▶ El ejercicio
Desplaza en 74 cada coordenada de las respuestas y reescribe completas las líneas que van desde la que contiene "Where can the white garage door be seen here?" hasta la que contiene "x=730, y=295", ambas incluidas.

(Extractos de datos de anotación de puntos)
⟨
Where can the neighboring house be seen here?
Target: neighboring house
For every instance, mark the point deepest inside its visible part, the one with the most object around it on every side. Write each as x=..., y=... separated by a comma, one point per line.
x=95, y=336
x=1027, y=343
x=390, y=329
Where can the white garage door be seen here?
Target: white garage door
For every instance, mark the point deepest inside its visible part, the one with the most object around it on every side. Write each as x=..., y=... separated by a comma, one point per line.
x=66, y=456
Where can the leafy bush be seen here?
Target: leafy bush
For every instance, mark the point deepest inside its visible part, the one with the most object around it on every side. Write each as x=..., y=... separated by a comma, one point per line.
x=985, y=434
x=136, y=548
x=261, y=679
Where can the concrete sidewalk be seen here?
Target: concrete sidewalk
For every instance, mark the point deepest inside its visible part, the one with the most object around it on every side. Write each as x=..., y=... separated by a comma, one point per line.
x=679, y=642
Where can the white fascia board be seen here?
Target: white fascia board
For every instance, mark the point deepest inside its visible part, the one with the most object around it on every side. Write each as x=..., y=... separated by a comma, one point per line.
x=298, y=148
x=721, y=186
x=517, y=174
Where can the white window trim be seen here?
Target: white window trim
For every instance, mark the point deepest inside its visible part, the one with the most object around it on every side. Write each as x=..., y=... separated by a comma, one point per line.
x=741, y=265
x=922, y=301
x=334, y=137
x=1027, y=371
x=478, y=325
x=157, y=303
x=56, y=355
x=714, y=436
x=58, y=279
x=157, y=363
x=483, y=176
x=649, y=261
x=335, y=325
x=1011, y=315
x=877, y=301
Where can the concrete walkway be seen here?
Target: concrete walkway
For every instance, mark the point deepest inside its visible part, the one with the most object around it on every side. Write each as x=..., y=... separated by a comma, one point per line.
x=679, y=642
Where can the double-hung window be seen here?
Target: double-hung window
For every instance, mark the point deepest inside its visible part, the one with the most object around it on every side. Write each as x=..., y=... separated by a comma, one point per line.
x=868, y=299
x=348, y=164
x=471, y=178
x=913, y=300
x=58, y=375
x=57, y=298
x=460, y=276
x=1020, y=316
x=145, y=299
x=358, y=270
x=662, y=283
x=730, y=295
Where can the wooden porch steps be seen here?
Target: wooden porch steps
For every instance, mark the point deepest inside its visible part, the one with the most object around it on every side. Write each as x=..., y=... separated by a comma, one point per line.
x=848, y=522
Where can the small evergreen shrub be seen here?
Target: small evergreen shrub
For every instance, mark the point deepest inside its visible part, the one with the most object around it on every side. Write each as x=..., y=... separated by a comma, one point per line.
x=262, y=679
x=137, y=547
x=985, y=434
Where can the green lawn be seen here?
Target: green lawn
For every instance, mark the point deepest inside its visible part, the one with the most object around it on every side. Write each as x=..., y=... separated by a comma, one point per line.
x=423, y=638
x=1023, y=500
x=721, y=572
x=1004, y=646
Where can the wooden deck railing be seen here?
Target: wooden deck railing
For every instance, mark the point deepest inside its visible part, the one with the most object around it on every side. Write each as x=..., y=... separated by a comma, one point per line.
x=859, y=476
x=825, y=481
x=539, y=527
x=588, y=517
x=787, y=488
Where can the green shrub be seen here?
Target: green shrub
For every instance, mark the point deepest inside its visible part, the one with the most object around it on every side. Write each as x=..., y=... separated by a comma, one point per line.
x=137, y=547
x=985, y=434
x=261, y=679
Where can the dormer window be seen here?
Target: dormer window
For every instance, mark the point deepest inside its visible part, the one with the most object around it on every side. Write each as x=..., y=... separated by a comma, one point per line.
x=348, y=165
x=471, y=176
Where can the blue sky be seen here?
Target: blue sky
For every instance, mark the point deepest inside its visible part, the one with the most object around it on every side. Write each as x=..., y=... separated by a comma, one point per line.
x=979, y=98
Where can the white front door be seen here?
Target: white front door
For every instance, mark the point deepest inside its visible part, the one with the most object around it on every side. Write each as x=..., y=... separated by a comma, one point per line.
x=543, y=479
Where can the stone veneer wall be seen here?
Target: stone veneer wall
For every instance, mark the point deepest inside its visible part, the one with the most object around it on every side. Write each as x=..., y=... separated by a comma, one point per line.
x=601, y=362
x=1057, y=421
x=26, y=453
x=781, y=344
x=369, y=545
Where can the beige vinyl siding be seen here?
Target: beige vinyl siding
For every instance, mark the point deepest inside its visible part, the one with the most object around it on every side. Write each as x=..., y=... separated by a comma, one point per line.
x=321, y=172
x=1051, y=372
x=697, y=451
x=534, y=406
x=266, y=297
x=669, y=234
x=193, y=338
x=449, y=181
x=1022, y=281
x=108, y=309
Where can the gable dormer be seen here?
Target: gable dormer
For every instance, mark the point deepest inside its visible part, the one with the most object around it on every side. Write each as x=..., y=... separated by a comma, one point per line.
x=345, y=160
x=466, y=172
⟩
⟨
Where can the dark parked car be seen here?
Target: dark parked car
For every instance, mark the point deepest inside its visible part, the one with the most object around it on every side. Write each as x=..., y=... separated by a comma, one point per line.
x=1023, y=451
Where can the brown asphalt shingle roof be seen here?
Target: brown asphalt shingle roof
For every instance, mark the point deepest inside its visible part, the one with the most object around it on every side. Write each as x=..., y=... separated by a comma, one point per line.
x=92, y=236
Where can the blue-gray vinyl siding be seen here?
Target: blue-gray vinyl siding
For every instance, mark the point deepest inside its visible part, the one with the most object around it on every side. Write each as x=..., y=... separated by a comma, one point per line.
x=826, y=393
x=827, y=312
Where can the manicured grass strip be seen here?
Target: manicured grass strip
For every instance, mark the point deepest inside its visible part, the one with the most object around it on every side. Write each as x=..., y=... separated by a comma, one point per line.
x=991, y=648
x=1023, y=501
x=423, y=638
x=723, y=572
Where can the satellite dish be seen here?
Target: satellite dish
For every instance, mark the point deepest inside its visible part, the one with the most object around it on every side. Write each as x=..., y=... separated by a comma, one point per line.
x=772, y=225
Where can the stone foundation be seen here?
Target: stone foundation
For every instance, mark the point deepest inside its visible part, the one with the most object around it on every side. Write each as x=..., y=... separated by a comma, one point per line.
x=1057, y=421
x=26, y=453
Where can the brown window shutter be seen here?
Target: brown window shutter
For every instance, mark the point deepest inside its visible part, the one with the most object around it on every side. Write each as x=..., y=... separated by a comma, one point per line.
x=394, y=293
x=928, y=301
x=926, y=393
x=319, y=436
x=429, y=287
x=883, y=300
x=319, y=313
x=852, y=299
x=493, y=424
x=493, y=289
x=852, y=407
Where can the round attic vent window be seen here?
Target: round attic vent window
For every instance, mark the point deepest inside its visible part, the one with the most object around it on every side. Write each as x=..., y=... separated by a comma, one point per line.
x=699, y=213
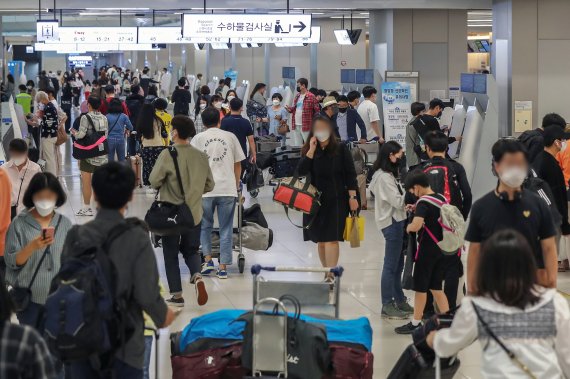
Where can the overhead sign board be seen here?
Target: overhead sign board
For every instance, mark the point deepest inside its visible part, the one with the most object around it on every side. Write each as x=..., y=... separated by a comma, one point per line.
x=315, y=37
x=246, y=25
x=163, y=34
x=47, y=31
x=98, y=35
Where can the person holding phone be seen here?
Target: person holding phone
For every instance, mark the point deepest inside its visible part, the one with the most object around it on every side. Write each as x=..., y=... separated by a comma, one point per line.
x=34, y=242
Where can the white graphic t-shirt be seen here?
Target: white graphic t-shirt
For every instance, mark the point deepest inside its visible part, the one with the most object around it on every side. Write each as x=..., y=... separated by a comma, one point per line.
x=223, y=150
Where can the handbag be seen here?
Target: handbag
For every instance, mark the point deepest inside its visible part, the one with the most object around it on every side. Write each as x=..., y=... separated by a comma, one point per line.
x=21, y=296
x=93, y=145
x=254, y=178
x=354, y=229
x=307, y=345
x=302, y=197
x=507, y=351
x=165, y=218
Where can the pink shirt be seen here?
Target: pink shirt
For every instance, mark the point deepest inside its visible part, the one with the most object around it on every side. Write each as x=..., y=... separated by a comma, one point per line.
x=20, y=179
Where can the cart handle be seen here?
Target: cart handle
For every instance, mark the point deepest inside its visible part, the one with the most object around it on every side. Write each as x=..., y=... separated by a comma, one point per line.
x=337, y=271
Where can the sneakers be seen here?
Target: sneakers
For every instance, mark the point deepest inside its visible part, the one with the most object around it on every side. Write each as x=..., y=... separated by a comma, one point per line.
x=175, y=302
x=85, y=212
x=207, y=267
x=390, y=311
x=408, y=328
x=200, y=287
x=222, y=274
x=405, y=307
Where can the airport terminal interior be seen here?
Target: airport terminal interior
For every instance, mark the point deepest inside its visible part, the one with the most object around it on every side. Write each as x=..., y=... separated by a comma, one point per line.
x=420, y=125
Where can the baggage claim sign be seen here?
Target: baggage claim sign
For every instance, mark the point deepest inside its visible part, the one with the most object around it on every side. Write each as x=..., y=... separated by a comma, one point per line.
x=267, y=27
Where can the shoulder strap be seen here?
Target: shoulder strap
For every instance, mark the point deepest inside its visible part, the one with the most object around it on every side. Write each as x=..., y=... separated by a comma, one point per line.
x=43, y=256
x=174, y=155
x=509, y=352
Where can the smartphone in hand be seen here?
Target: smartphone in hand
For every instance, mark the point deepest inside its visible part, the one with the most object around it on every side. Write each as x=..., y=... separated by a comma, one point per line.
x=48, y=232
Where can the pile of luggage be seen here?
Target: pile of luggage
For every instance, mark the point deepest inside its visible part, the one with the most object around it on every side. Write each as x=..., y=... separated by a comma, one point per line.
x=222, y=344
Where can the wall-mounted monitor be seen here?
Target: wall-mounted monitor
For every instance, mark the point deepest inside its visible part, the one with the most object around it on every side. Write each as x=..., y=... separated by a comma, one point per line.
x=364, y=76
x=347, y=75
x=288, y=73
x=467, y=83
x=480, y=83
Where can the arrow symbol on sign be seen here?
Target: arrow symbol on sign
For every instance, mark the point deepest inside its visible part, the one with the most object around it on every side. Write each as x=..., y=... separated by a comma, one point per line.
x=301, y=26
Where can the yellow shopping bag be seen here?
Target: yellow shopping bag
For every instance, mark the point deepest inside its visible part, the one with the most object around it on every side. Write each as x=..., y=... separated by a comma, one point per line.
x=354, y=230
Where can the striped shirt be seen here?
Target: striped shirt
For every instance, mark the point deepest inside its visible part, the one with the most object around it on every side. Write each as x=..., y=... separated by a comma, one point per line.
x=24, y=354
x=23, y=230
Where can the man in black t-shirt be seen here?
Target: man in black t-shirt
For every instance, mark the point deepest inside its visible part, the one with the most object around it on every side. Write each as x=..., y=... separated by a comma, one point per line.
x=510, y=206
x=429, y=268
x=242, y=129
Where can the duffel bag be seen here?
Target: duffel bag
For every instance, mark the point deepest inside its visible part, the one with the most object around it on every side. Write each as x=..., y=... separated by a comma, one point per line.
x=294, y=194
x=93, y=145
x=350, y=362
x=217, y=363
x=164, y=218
⟩
▶ Ejercicio resuelto
Where can the white garage door be seen here?
Target: white garage door
For every instance, mark the point deepest inside its visible part, the one with the most object around it on every side. Write each as x=..., y=... separated by a comma, one point per line.
x=140, y=530
Where can the leafy bush be seen here?
Target: leafy bush
For every instance, mark the point deepest inside its visible part, the one with the most object around it on every side. Write each as x=..., y=... separated by a comma, one point per line.
x=1059, y=508
x=210, y=622
x=335, y=753
Where can the concrete sidewalk be seen here?
Target: concrete sidewalk
For every instance, mark the point deepest inside its visible part, the one with the most object around it on every side. Write each as x=..., y=... separated by a comma, one point per line.
x=753, y=716
Where can the white fascia board be seen here?
Target: white fascia board
For every instance, mark the point deepest inside its visible part, the one with the most object around it on every side. Write each as x=..., y=... separated by a comma, one point per line.
x=372, y=222
x=795, y=260
x=591, y=248
Where can the white window trim be seen here?
Target: white window trim
For every instance, mark the point deepest inside its visible part, the one with the most object around it on every side. Write each as x=..., y=... separated by a comma, one point per line.
x=815, y=339
x=996, y=375
x=408, y=211
x=1101, y=445
x=552, y=399
x=231, y=377
x=130, y=429
x=788, y=510
x=132, y=353
x=231, y=437
x=557, y=250
x=723, y=335
x=409, y=399
x=1085, y=389
x=951, y=375
Where can the concrete walkway be seen here?
Target: concrete walkway
For every instance, mark the point deepest inside its visible part, the one with the most object around it on every side. Write each as x=..., y=... separated by a comma, one point per line.
x=753, y=716
Where can the double-hung window be seen here?
Target: double-hung window
For every instance, mark the point deepest inside its visible part, the one with the most object around it on every side. Write each as x=..., y=... separated by a comma, one point per line.
x=942, y=373
x=422, y=238
x=545, y=252
x=987, y=374
x=132, y=449
x=131, y=372
x=534, y=350
x=1094, y=390
x=219, y=373
x=432, y=344
x=736, y=357
x=804, y=369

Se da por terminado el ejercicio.